[SOURCE EXTRACT]
Expected impact: Better separation of valid (>0.6) vs invalid (<0.6) institutions

Implementation Plan

Phase 1: Core Validation Enhancements (High Priority)

Files to modify:

src/glam_extractor/extractors/nlp_extractor.py

New methods to add:

_validate_country_context(sentence, name, inferred_country) -> Optional[str]
- Detect explicit country mentions
- Check for contradictions with inferred country
- Return validated country or None
_is_organization_or_network(name, sentence) -> bool
- Check against organization blacklist
- Detect network/association patterns
- Return True if should be filtered
_is_proper_institutional_name(name, sentence) -> bool
- Validate minimum name requirements
- Check generic descriptor blacklist
- Validate compound words
_calculate_confidence_v5(...) -> float
- Implement enhanced scoring with penalties
- Use country_source parameter

Modified methods:

_extract_entities(text, inferred_country):

# BEFORE (v4):
if not country and inferred_country:
    country = inferred_country

# AFTER (v5):
# Validate country from context first
validated_country = self._validate_country_context(
    sentence, name, inferred_country
)
if validated_country:
    country = validated_country
    country_source = 'explicit'
elif not country and inferred_country:
    country = inferred_country
    country_source = 'inferred'
else:
    country_source = 'none'

_extract_institution_names(sentence):

# Add validation before adding to names list
for potential_name in extracted_names:
    # V5: Filter organizations and networks
    if self._is_organization_or_network(potential_name, sentence):
        continue

    # V5: Validate proper institutional name
    if not self._is_proper_institutional_name(potential_name, sentence):
        continue

    names.append(potential_name)

Phase 2: Quality Filter Updates (Medium Priority)

[MATERIAL PROVIDED]

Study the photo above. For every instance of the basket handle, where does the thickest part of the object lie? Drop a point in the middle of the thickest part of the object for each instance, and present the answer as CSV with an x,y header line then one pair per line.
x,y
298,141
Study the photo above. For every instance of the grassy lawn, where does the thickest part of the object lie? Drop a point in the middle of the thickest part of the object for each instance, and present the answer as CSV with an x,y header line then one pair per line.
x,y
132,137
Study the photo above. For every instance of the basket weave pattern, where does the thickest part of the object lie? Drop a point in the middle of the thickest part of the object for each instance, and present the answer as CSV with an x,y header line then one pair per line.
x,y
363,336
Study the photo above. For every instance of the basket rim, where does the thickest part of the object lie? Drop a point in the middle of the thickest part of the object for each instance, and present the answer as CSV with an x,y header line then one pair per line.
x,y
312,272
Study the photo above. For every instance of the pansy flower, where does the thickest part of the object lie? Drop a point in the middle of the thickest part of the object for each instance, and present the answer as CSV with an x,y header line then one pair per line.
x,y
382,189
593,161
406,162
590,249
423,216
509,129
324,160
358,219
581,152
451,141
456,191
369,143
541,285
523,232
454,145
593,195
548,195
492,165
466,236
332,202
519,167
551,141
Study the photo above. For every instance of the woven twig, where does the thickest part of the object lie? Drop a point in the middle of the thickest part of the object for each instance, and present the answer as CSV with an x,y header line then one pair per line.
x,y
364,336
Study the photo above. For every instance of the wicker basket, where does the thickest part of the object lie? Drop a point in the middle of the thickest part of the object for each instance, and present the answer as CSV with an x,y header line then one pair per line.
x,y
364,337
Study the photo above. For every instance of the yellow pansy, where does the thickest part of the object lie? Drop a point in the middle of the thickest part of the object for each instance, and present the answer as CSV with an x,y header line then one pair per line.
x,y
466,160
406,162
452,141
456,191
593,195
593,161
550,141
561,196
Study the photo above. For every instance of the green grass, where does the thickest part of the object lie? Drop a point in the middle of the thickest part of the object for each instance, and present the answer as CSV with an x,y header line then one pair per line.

[WORK INSTRUCTIONS]
**a.** According to the implementation plan, which file is to be modified in Phase 1?
**b.** Tally the lines of the listing that contain the string "pansy", with case counting. Reply with the number only.
The implementation plan and the listing are unrelated to each other.

[EXPECTED ANSWERS]
**a.** src/glam_extractor/extractors/nlp_extractor.py

**b.** 2